> Work to be completed
Turn every line of the entries below into a numbered list, and omit any blank lines.

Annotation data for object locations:
* * * * * * * * *
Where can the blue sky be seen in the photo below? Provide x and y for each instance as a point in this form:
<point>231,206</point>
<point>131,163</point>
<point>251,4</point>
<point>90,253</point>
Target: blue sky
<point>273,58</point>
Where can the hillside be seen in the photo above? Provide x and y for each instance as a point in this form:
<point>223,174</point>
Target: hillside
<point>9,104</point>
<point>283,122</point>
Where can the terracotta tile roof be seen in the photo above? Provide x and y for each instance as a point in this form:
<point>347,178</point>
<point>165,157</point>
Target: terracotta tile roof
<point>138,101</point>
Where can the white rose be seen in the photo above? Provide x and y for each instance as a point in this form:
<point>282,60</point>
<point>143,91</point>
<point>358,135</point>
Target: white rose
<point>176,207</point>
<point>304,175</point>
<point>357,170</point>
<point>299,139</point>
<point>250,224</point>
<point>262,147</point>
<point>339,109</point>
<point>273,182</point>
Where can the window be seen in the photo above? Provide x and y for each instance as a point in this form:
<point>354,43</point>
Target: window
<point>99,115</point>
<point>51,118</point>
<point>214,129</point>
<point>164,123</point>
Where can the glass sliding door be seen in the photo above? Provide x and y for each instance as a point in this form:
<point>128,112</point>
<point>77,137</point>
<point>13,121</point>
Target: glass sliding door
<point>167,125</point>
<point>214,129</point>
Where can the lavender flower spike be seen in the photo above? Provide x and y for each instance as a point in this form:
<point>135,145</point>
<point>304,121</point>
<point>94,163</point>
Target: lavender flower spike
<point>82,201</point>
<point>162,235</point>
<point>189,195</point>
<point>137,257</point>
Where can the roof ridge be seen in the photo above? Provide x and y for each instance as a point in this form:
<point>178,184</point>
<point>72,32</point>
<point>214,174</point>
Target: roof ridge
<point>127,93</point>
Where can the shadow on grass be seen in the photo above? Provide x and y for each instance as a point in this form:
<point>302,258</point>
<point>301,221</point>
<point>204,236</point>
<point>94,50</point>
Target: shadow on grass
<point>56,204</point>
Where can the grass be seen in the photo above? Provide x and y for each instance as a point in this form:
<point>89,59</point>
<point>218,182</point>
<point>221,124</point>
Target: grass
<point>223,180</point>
* * * * * * * * *
> Full output
1. Where can the blue sky be seen in the photo below? Provide x and y for each instance as a point in this form:
2. <point>231,206</point>
3. <point>131,163</point>
4. <point>251,4</point>
5. <point>90,253</point>
6. Target: blue sky
7. <point>273,58</point>
8. Where can the hillside be seen in the photo above? Provide x and y for each instance as a point in this form:
9. <point>223,174</point>
10. Target: hillside
11. <point>9,104</point>
12. <point>283,122</point>
13. Where can the terracotta tile roof be seen in the photo above? Provide x and y for each instance as a point in this form:
14. <point>347,178</point>
15. <point>165,157</point>
16. Target: terracotta tile roof
17. <point>138,101</point>
18. Where can the white rose be seen in the photo above? Provide x and y for each instance as a point in this form:
19. <point>282,60</point>
20. <point>143,91</point>
21. <point>358,135</point>
22. Target: white rose
23. <point>176,207</point>
24. <point>304,175</point>
25. <point>357,170</point>
26. <point>299,139</point>
27. <point>250,224</point>
28. <point>262,147</point>
29. <point>339,109</point>
30. <point>273,182</point>
31. Where can the window be seen in the photo above? Provide x and y for each instance as a point in this form:
32. <point>354,43</point>
33. Target: window
34. <point>99,115</point>
35. <point>51,118</point>
36. <point>214,129</point>
37. <point>164,123</point>
38. Where can the glass sliding door be seen in the photo above? Provide x and y for each instance as a point in this form:
39. <point>128,112</point>
40. <point>77,137</point>
41. <point>13,121</point>
42. Target: glass sliding door
43. <point>167,125</point>
44. <point>214,129</point>
45. Where can the lavender flower spike be seen in the photo above? Provide x and y for each instance as a point in this form:
46. <point>135,145</point>
47. <point>304,121</point>
48. <point>94,163</point>
49. Target: lavender flower spike
50. <point>82,201</point>
51. <point>162,235</point>
52. <point>189,195</point>
53. <point>137,257</point>
54. Where can the roof ridge be seen in the photo above? Provide x and y for each instance as a point in this form:
55. <point>178,184</point>
56. <point>72,32</point>
57. <point>214,174</point>
58. Target: roof ridge
59. <point>127,93</point>
60. Where can the shadow on grass be seen in the photo above? Provide x and y for each instance as a point in this form:
61. <point>302,258</point>
62. <point>301,221</point>
63. <point>204,236</point>
64. <point>94,50</point>
65. Target: shadow on grass
66. <point>56,204</point>
67. Where can the grass be seen in the photo above? Provide x and y for each instance as a point in this form:
68. <point>89,59</point>
69. <point>218,182</point>
70. <point>221,124</point>
71. Target: grass
72. <point>223,180</point>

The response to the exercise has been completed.